>> BEGIN

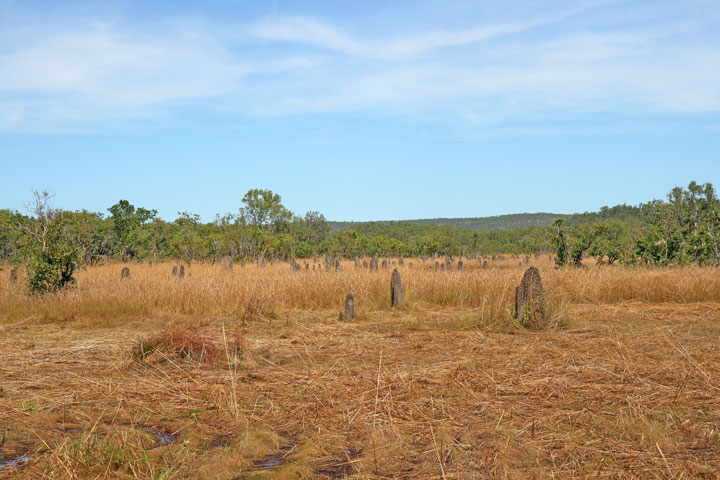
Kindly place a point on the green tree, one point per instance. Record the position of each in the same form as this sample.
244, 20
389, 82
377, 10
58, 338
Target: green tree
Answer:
128, 223
264, 209
559, 243
50, 258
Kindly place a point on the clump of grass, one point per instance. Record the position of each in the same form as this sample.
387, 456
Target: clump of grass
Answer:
186, 343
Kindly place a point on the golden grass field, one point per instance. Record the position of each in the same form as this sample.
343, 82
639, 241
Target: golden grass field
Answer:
251, 374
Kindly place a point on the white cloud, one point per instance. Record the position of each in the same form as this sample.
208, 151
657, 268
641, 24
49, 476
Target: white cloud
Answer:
547, 66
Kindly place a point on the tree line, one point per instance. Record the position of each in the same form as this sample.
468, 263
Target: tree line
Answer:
51, 244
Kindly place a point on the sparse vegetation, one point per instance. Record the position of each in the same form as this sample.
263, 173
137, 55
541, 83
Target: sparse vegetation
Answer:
241, 369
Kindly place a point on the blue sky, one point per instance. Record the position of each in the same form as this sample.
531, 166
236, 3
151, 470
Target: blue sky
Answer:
361, 110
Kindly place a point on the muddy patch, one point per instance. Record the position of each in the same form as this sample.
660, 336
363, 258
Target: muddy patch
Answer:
340, 468
162, 437
221, 441
276, 459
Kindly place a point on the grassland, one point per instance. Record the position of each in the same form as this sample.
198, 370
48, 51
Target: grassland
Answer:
250, 374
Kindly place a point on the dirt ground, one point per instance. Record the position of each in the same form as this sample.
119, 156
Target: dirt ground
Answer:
620, 391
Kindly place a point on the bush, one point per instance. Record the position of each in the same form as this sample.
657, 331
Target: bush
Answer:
50, 259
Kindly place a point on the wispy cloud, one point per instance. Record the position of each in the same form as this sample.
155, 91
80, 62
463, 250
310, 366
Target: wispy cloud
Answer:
559, 64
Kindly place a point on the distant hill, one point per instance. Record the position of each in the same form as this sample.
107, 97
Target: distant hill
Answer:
500, 222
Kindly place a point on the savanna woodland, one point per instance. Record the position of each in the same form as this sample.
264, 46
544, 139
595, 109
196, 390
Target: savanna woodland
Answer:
270, 345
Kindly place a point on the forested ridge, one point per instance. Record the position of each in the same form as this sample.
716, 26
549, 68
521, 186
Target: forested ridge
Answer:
683, 228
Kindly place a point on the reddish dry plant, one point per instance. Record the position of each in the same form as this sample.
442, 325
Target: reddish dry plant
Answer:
188, 343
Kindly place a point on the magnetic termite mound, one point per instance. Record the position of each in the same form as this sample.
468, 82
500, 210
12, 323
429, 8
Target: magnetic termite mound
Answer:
349, 307
530, 300
397, 296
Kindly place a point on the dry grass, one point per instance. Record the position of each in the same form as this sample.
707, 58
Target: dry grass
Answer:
442, 388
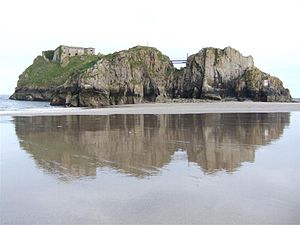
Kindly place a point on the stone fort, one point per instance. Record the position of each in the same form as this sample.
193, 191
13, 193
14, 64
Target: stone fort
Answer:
62, 53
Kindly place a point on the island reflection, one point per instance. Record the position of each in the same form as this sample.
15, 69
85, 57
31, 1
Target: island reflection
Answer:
75, 146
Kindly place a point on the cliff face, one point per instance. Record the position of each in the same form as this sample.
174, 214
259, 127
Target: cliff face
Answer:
212, 72
131, 76
144, 74
41, 79
216, 74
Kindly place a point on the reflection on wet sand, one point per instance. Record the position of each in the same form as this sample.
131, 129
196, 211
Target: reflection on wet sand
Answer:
75, 146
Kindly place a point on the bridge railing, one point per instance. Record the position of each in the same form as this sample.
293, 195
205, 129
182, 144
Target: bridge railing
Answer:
178, 61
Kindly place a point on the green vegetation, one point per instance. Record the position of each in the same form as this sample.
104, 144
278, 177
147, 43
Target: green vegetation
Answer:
43, 73
49, 54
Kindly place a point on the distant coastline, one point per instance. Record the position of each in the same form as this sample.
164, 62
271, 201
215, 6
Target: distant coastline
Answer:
164, 108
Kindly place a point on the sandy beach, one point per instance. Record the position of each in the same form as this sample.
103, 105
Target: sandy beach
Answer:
164, 108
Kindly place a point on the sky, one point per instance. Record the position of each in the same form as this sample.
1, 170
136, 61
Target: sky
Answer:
266, 29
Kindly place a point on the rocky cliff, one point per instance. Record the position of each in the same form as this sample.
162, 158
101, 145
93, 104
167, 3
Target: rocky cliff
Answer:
142, 74
217, 74
130, 76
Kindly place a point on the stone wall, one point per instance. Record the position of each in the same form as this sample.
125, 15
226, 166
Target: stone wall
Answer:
63, 52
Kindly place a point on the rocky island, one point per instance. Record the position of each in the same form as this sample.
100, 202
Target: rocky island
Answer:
74, 76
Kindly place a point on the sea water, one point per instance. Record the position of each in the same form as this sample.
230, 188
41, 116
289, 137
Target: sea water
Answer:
150, 169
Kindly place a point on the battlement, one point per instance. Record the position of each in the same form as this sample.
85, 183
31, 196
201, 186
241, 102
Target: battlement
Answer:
62, 53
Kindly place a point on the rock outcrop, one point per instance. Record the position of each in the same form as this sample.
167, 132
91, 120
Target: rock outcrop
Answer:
216, 74
142, 74
131, 76
259, 86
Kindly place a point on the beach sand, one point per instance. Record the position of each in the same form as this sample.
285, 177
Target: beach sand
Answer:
164, 108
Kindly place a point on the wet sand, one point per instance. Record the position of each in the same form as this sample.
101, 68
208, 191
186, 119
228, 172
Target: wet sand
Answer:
233, 168
164, 108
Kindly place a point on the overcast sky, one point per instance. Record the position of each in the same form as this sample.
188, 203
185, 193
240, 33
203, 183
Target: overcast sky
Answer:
267, 30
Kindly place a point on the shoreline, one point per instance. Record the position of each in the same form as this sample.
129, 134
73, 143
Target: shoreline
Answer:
164, 108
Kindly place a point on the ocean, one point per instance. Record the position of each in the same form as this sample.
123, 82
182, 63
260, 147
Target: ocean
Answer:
204, 168
15, 105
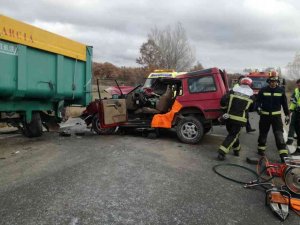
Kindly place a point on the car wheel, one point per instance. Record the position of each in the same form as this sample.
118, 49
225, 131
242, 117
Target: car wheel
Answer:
35, 127
99, 130
189, 130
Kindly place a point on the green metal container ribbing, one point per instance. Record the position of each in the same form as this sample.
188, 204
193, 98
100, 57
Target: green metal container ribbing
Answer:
42, 79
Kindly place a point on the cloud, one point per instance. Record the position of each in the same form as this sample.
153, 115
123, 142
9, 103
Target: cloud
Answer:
230, 34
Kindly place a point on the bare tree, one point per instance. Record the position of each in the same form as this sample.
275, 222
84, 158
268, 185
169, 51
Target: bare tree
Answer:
174, 50
150, 55
293, 68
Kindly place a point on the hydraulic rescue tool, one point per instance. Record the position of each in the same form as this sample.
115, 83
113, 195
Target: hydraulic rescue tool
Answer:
279, 198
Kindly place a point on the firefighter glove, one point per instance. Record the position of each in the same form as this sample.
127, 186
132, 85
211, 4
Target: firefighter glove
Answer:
225, 116
259, 111
287, 120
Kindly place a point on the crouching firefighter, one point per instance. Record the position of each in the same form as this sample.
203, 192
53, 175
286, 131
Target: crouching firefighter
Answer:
269, 102
235, 104
295, 109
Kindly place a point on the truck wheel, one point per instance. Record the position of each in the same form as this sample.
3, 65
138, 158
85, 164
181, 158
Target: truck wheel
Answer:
189, 130
97, 127
34, 128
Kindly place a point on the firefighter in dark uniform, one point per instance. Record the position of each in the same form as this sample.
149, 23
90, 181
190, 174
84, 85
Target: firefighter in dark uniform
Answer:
295, 108
235, 105
269, 102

>> END

Problem statement - Replace "Target" with "Object" everywhere it occurs in the entries above, and give all the lines back with nothing else changed. Leave the pictures out.

Task result -
Kindly place a point on the green tree, one point per instance. Record the position of each in the same form as this sample.
244, 20
389, 82
377, 10
58, 338
Object: green tree
Answer:
128, 223
264, 209
559, 243
50, 258
Kindly place a point on the clump of grass, one point per instance. Record the position of each in the same form as this sample.
387, 456
Object: clump of grass
Answer:
186, 343
Kindly place a point on the golden grass field, one point per instance. Record the position of each in the same form as this sample.
343, 82
639, 241
Object: golden grass field
Answer:
251, 374
Kindly place a point on the white cloud, one point per instance. Record the position of each in the same form as this sample.
208, 151
657, 268
641, 24
49, 476
Object: white cloud
Answer:
547, 66
Kindly place a point on the tree line, one point per instance. Record the position of each in the same form as this sample.
468, 263
Object: tree line
Answer:
51, 244
Kindly place a point on the sparse vegetation, one point per instance. Record the position of each in the same form as this sample.
263, 173
137, 55
541, 83
Object: sparse vegetation
Answer:
241, 369
Kindly place a point on the blue sky, one point per instance. Record the position of each in the same form as this sample.
531, 166
236, 3
151, 470
Object: blue sky
Answer:
361, 110
Kindly place a point on the muddy patch, one point per instance. Record the position of each in the same form as this sample.
660, 336
363, 258
Object: muddy patch
Answer:
340, 468
162, 437
221, 441
276, 459
Kindly place a point on the grassland, one point per instance. Record the position of each in the same form as this sample.
198, 370
48, 51
Object: grassland
Answer:
250, 374
Kindly place a point on the dirt ground, one point per instance. Record the position of each in the same form as this sample.
119, 156
Object: dirt ground
Answer:
620, 391
Kindly place a point on the bush, one point per instance. Record the position of each in the same form as this sample.
657, 331
Object: bush
Answer:
50, 259
Kindly place a point on the wispy cloud, one point per instance. Record the position of each in the same form as this sample.
155, 91
80, 62
463, 250
310, 366
Object: wispy cloud
Answer:
559, 64
Kindly place a point on the distant hill, one point per instance. Record the position of each in the same form as this sample.
107, 97
Object: distant hill
Answer:
500, 222
Kindly place a point on the savanna woodland, one point per instance. Record the position of each in the same form as this sample.
264, 46
544, 139
595, 109
196, 390
Object: savanna woodland
Answer:
270, 345
Kindly place a point on the forested ridge, one point per instance. Record the position of each in the same form as this sample.
716, 26
549, 68
521, 186
Object: forested ridge
Answer:
683, 228
Kindly place a point on the reddish dry plant, one point per instance. Record the position of each in the same form as this sample.
442, 325
Object: reddish dry plant
Answer:
188, 343
Kindly place a point on the magnetic termite mound, one point per instance. Record the position of each in the same form as this sample.
468, 82
500, 210
12, 323
429, 8
Object: magnetic termite mound
Answer:
349, 307
530, 300
397, 296
Kindly place a point on the dry grass, one point per instance. Record the position of each in the same form as this sample.
707, 58
Object: dry grass
Answer:
442, 388
Kindly place a point on the stone fort, one point per instance. Record the position of each in the same form as this sample.
193, 191
13, 193
14, 64
Object: stone fort
Answer:
62, 53
Kindly place a point on the island reflection, one point per instance. Record the position of each in the same form as this sample.
15, 69
85, 57
31, 1
Object: island reflection
Answer:
75, 146
Kindly place a point on the cliff face, one point per instance. Record the position of each in the same form as this sample.
174, 214
259, 127
Object: cliff face
Answer:
212, 72
131, 76
144, 74
41, 79
216, 74
Kindly place a point on the reflection on wet sand, one point per instance. Record the position of each in the same form as this sample.
131, 129
196, 211
Object: reflection on wet sand
Answer:
75, 146
Kindly place a point on the bridge railing, one point per instance. Record the position of each in the same form as this sample.
293, 195
205, 129
182, 144
Object: bridge railing
Answer:
178, 61
Kindly place a point on the green vegetation, one point per instance. Record the position of each in the same form as this sample.
104, 144
278, 177
147, 43
Object: green vegetation
Answer:
43, 73
49, 54
Kindly place a point on the distant coastline, one point per instance. Record the position of each in the same form as this sample.
164, 62
271, 201
215, 6
Object: distant coastline
Answer:
164, 108
Kindly place a point on the sandy beach, one point per instance. Record the position of each in the same form as this sample.
103, 105
Object: sandy beach
Answer:
164, 108
Kindly place a point on the sky, one point per instance. Record the position of each in the same form as this sample.
1, 170
136, 61
Object: sky
Answer:
266, 29
Kindly place a point on the rocky cliff, one point per instance. Record the position of each in the same form as this sample.
162, 158
101, 145
93, 104
167, 3
Object: rocky cliff
Answer:
142, 74
217, 74
130, 76
Kindly place a point on the stone wall, one point per instance. Record the position of each in the same form as this sample.
125, 15
226, 166
Object: stone wall
Answer:
63, 52
Kindly place a point on the rocky island, one point per instance. Record the position of each in the same form as this sample.
100, 202
Object: rocky island
Answer:
74, 76
Kindly place a point on the sea water, one point per instance. Record the position of each in the same form as this sample.
230, 188
41, 116
289, 137
Object: sea water
Answer:
150, 169
Kindly place a point on the battlement, one point per instance. Record the position of each in the same form as this sample.
85, 183
31, 196
201, 186
241, 102
Object: battlement
Answer:
62, 53
Kindly place a point on the rock outcrop, one point per instance. Record the position of each in the same form as this sample.
167, 132
91, 120
Object: rock outcrop
Answer:
216, 74
142, 74
131, 76
259, 86
Kindly place a point on the beach sand, one point per instance. Record the position of each in the same form as this sample.
285, 177
Object: beach sand
Answer:
164, 108
Kindly place a point on the wet sand, one point per instance. Record the position of each in the same form as this sample.
101, 68
208, 191
186, 119
228, 172
Object: wet sand
Answer:
233, 168
164, 108
Kindly place a point on the overcast sky, one point per instance. Record the position of each in the same form as this sample.
188, 203
185, 193
240, 33
203, 183
Object: overcast sky
Answer:
267, 30
Kindly place a point on the shoreline, one point per instance. Record the position of each in the same form as this sample.
129, 134
73, 143
Object: shoreline
Answer:
164, 108
Kindly place a point on the ocean, one point per instance. Record the position of each in the same form as this sample.
123, 82
182, 63
260, 147
Object: ocean
Answer:
204, 168
15, 105
Kindly place a point on the car wheel, one point per instance. Record the position of each in the same form as this sample.
118, 49
225, 131
242, 117
Object: car wheel
Answer:
35, 127
99, 130
189, 130
Kindly place a point on the green metal container ribbing, one point per instance. Record the position of each in the same form as this sample.
188, 204
193, 98
100, 57
Object: green metal container ribbing
Answer:
42, 79
Kindly place a point on the cloud, one point per instance. Record the position of each in the same form as this sample.
153, 115
123, 142
9, 103
Object: cloud
Answer:
230, 34
Kindly place a point on the bare tree, one point per instance. Record the position of each in the same form as this sample.
275, 222
84, 158
268, 185
169, 51
Object: bare tree
Answer:
174, 50
150, 55
293, 68
Kindly place a point on the hydraulic rescue tool, one point per instance. Record the position of each in the same form as this sample.
115, 83
113, 195
Object: hydraulic rescue tool
Answer:
279, 198
Kindly place a point on the firefighter glove, one point per instance. Record the position of each in the same form as this sample.
127, 186
132, 85
211, 4
Object: firefighter glove
Answer:
225, 116
259, 111
287, 120
Kindly place a point on the crouching firefighter, one point per instance. Record the position of each in the same form as this sample.
203, 192
53, 175
286, 131
Object: crouching firefighter
Answer:
269, 102
235, 104
295, 109
Kindly place a point on the truck wheel, one point per instance. Record the position of each in the same form as this sample.
3, 65
138, 158
85, 164
181, 158
Object: truck wheel
Answer:
189, 130
97, 127
34, 128
Kindly place a point on the firefighter in dark uniform, one point per instance. Record the position of each in the same form as this sample.
149, 23
90, 181
190, 174
84, 85
Object: firefighter in dark uniform
Answer:
295, 108
235, 105
269, 102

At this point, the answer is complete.